(Task directions):
An exact transcription of the data below, complete and unaltered, is the expected answer.

(Exercise inputs):
• • • • • • •

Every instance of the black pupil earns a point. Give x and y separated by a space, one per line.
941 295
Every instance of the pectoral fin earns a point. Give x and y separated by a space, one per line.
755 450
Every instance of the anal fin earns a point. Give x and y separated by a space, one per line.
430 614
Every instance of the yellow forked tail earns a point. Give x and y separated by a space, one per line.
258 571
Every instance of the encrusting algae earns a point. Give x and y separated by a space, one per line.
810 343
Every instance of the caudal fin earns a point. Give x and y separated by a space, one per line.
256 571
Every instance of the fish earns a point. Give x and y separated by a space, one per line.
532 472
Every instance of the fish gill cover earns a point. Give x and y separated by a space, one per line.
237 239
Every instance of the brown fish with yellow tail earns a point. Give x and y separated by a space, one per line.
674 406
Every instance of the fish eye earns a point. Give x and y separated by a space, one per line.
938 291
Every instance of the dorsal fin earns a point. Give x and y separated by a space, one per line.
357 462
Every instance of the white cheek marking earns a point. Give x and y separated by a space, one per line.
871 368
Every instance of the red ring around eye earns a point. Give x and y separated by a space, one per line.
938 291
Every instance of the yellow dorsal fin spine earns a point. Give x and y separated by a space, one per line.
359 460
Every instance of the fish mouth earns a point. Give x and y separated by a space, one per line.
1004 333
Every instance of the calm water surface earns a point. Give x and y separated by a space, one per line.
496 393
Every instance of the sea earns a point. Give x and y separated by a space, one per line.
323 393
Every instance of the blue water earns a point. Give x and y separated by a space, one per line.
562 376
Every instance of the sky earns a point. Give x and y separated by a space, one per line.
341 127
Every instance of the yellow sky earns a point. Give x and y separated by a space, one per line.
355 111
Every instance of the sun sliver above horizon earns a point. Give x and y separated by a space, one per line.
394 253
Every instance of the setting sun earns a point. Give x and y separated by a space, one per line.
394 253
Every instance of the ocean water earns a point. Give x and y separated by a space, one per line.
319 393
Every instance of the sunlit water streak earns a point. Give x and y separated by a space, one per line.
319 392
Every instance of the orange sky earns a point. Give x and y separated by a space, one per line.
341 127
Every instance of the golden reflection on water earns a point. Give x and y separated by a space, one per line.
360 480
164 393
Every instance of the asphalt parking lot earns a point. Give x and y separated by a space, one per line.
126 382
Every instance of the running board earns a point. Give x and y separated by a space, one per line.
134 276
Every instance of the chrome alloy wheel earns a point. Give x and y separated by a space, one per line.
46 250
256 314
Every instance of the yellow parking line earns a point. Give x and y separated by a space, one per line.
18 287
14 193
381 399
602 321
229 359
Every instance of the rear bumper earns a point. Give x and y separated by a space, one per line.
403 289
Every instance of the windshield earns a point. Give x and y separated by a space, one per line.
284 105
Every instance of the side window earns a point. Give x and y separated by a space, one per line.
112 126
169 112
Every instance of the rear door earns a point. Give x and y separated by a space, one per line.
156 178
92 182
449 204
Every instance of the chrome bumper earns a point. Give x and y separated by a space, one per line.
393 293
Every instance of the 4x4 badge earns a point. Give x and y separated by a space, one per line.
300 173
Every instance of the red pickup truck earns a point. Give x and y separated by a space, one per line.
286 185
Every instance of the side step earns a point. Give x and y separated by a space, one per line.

• • • • • • •

(Answer section):
Every instance of the black pupil earns a point. Give x and y separated by a space, one per line.
941 295
Every instance of the pectoral fin earns a point. Give x and y separated by a space, one per line.
755 450
Every instance of the anal fin earns a point. Give x and y separated by a space, one per line.
430 614
Every instance of the yellow forked tail earns a point. Give x and y separated by a space, one per line.
258 571
Every instance of the encrusting algae earns a point. Give x and y separated by a space, one per line.
810 343
Every instance of the caudal fin earns a point. Give x and y separated by a space, one per line.
256 571
Every instance of the fish earns a point. Give x and y separated by a space, one per line.
532 472
Every instance of the fish gill cover earns a point. Give x and y separated by a space, one per line.
237 239
Every instance of the brown fish with yellow tail earns a point. Give x and y separated by a space, one per line.
674 406
Every instance of the fish eye earns a point. Give x and y separated by a space, one per line.
938 291
Every instance of the dorsal fin earns a point. Give x and y separated by a space, one per line.
357 462
Every instance of the white cheek marking earns a point. Give x and y separated by a space, one per line.
871 368
Every instance of the red ring around eye earns a point. Give x and y separated by a space, one per line.
938 291
Every instance of the yellow dorsal fin spine earns a point. Give x and y separated by a space, one per line.
359 460
Every instance of the fish mouth earns a point. Give x and y separated by a space, one per line.
1004 333
Every instance of the calm water surface earns a point. Give x and y separated by a space, one per line.
496 393
Every instance of the sea earns a point. Give x and y separated by a space, one per line.
323 393
Every instance of the blue water earns a point. Give x and y separated by a space, one per line.
562 376
Every instance of the sky earns a point. Give x and y separated by a space, one per line.
341 127
Every instance of the yellow sky earns a point. Give x and y separated by a space, one per line.
355 111
Every instance of the sun sliver above horizon earns a point. Give x and y separated by a space, one per line.
394 253
Every instance of the setting sun earns a point. Give x and y separated by a space, one per line.
394 253
Every instance of the ocean water earns a point. Give x and y separated by a space, one per line.
319 393
Every instance of the sunlit water streak earns a point. Give x and y separated by a space, one per line.
319 392
Every instance of the orange sky earns a point. Give x and y separated by a space, one per line.
341 127
Every instance of the golden reflection on water earns a point. Give x and y separated by a space, one per line.
360 480
164 393
Every instance of the asphalt parking lot earns a point. Give x and y separated by a space, one per line.
126 382
Every instance of the running board earns a point. Give x and y separated by a space, one per line.
134 276
Every instance of the chrome alloy wheel earns a point. Give x and y separated by a space, one per line.
46 250
256 314
Every instance of the yellow parking line earns a point. Give x and y separated by a space, one per line.
18 287
14 193
381 399
602 321
229 359
Every instance of the rear bumper earns a point. Give x and y separated by a space, one per line.
403 289
Every instance of the windshield earns a point. Give x and y separated by a space, one per line.
284 105
Every instance of the side window earns a point. Give x and y separated by a space, one per line.
112 126
169 112
Every instance of the rear door earns a point. Give x and y separated by a space, one per line.
156 178
92 182
449 204
Every instance of the chrome bumper earns a point. Give x and y separated by a space, one per line.
393 293
Every instance of the 4x4 badge earns a point. Give x and y separated by a space, one per line.
300 173
Every instance of the red pickup truck earns a point. Give x and y separated by a space, one per line.
286 185
Every instance of the side step earns a point. Give x and y separated by a space, one per line.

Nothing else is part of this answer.